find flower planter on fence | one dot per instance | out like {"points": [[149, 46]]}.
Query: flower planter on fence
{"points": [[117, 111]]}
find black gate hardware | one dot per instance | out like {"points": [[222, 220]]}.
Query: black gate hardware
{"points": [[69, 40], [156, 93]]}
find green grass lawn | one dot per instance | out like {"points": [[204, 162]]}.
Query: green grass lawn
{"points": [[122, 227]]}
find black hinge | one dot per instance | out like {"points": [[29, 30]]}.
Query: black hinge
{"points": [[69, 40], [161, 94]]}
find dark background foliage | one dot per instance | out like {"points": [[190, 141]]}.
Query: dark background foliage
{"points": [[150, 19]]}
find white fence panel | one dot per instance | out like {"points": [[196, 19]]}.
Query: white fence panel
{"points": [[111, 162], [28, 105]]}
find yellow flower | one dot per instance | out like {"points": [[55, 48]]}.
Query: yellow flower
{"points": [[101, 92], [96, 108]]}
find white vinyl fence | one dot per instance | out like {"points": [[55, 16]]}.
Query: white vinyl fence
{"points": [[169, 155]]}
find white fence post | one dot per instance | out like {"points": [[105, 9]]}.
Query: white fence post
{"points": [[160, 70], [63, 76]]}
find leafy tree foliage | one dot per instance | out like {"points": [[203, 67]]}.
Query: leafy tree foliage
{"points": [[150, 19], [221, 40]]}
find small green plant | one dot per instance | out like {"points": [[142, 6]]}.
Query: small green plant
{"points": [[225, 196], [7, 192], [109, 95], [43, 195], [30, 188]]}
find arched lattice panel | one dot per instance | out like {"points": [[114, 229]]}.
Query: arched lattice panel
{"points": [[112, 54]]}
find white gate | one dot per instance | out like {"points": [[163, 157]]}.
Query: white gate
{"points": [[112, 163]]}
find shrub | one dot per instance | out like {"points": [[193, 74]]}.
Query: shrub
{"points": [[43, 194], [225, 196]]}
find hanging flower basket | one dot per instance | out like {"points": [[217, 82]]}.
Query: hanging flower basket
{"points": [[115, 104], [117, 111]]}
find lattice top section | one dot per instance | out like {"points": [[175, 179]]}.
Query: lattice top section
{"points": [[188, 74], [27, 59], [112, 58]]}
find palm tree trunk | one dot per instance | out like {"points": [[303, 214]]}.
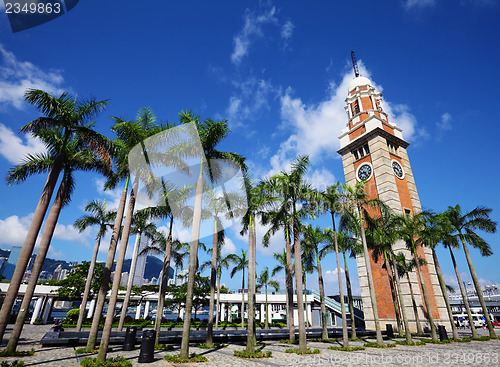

★ ★ ★ ★ ★

▸ **Goal of the exercise**: Rewrite all of the lines above, replacing "one dot per instance" with "one point per instance" and leaving everything else unchanged. Omit the picture from your answer.

▸ **Exercise response**:
find flower planter on fence | one point per instance | out like {"points": [[149, 46]]}.
Query: flower planter on fence
{"points": [[117, 111]]}
find black gate hardware | one point per instance | out like {"points": [[222, 220]]}.
Query: black gate hardware
{"points": [[69, 40], [156, 93]]}
find green grass lawn | one point per instance | out like {"points": [[204, 162]]}.
Query: green grass lawn
{"points": [[122, 227]]}
find black hinge | one point per instance | out like {"points": [[29, 30]]}.
Query: black hinge
{"points": [[69, 40], [161, 94]]}
find dark background foliage | one point per instance | out like {"points": [[190, 141]]}.
Query: dark background foliage
{"points": [[150, 19]]}
find white fence panel | one point per instance | out like {"points": [[196, 19]]}.
Query: white fence panel
{"points": [[111, 162], [28, 105]]}
find yellow flower | one point per instance | out like {"points": [[55, 48]]}.
Query: yellow flower
{"points": [[101, 92], [96, 108]]}
find white vinyl fence | one point per instance | out like {"points": [[55, 16]]}.
Query: white vinyl fence
{"points": [[169, 155]]}
find white fence post | one point per instance | out like {"points": [[105, 9]]}.
Query: white fence post
{"points": [[160, 70], [63, 76]]}
find leafy tree foliage | one point per instance | out like {"points": [[203, 67]]}.
Query: leafy tree foliage
{"points": [[150, 19], [221, 40]]}
find small green plant | one point per instance | out like {"points": [[142, 6]]}.
Query: small green plant
{"points": [[225, 196], [7, 192], [109, 95], [43, 195], [30, 188]]}
find arched lattice panel | one point per instance | out like {"points": [[114, 229]]}.
Query: arched lattice panel
{"points": [[112, 54]]}
find white gate | one point per instance | out like {"points": [[163, 157]]}.
Query: white gate
{"points": [[112, 163]]}
find shrub | one point per instance | out like {"points": [[193, 74]]}.
Query: shrub
{"points": [[43, 194], [225, 196]]}
find hanging flower basket | one point per instance | out like {"points": [[217, 82]]}.
Query: hanging flower basket
{"points": [[115, 104], [117, 111]]}
find lattice top section | one point per instance | out like {"points": [[175, 179]]}.
Query: lattice top section
{"points": [[188, 74], [27, 59], [112, 58]]}
find palm tree trunk | one point per instance | out like {"points": [[303, 214]]}.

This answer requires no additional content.